* AIM *
Reproduce every item below word for word, keeping each line unchanged.

* DATA ROWS *

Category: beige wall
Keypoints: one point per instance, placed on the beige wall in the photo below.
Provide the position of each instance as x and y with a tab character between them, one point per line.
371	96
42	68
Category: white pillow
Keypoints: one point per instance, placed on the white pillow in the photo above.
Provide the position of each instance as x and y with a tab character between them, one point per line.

* RESULT BELOW *
Category: beige wall
Keypoints: one point per instance, placed on the beige wall in the photo below.
Provide the position of each instance as x and y with a tab character between them, one point per line.
371	96
42	68
Category: white pillow
Keypoints: one point per instance, placed on the white pillow in the photo above.
Provide the position of each instance as x and y with a tab character between them, one point per line.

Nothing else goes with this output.